**WORK INSTRUCTIONS**
Display each line of the records that contains the word "white", copying it in full.

━━━━━━━━━━━━━━━━━━━━━━━━━━━━━━

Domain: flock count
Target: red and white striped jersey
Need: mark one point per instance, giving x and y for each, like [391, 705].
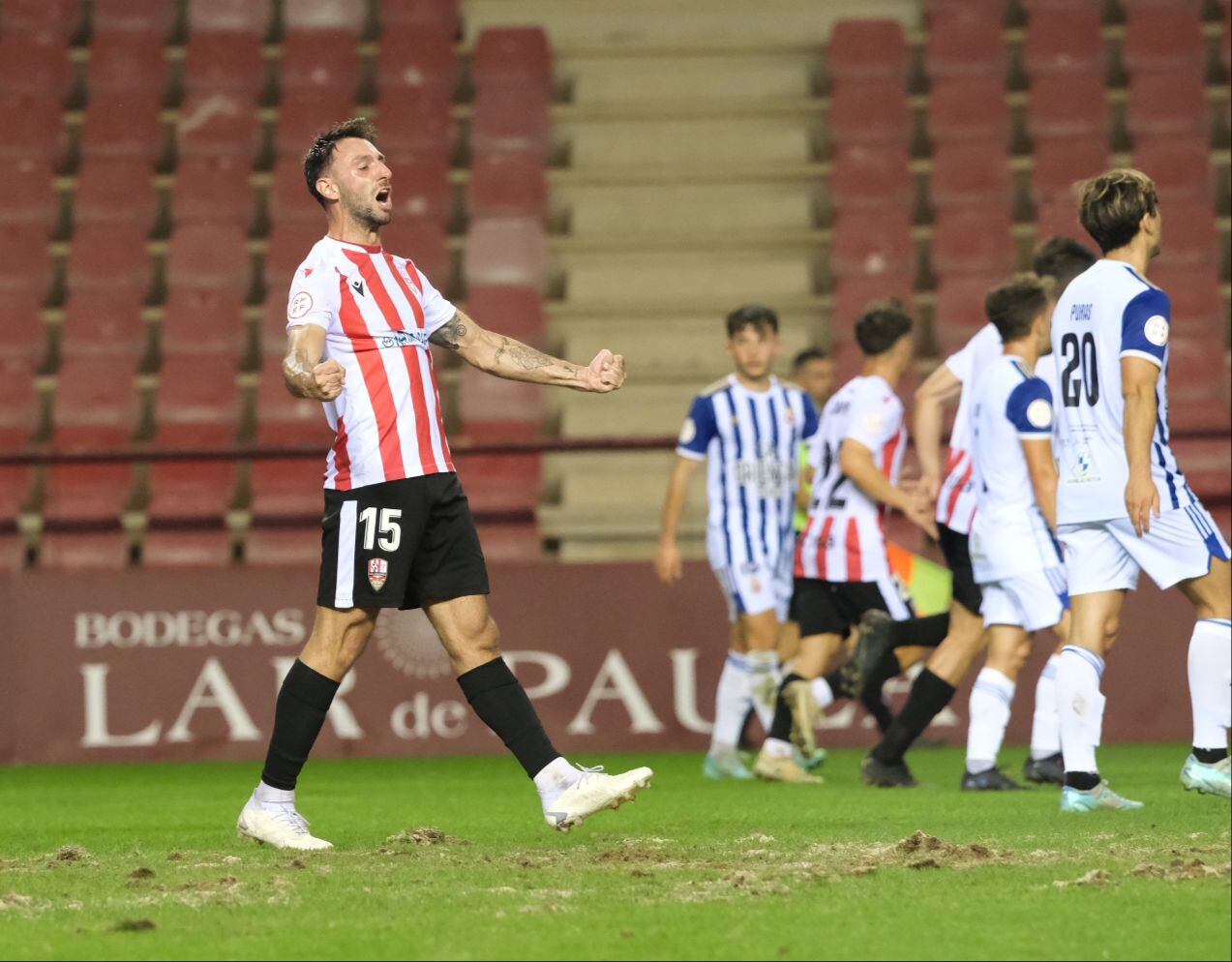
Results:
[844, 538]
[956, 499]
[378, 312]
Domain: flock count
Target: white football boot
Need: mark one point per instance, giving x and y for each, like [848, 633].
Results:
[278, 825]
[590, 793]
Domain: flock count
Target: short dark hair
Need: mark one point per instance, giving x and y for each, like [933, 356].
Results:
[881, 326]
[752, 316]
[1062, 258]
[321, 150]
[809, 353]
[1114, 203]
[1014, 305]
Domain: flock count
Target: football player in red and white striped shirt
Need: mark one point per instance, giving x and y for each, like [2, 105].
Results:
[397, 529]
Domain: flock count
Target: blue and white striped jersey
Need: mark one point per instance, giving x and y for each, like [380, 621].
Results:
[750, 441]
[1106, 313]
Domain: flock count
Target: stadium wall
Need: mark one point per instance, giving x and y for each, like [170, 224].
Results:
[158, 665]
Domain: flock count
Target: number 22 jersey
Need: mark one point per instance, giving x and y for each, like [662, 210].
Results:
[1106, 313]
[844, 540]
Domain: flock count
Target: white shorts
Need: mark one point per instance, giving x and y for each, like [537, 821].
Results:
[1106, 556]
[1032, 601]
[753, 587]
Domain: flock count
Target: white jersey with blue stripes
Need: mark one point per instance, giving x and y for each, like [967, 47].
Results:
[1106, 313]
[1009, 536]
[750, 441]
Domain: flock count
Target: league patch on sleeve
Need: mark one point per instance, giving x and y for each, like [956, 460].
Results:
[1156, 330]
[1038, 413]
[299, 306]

━━━━━━━━━━━━━━━━━━━━━━━━━━━━━━

**SOLUTION TO THIS EXERCISE**
Target: red and white striped jersey
Target: white football boot
Target: football player in red and white striped shirt
Target: blue and white striped jersey
Target: white shorts
Target: white jersey with blue stripes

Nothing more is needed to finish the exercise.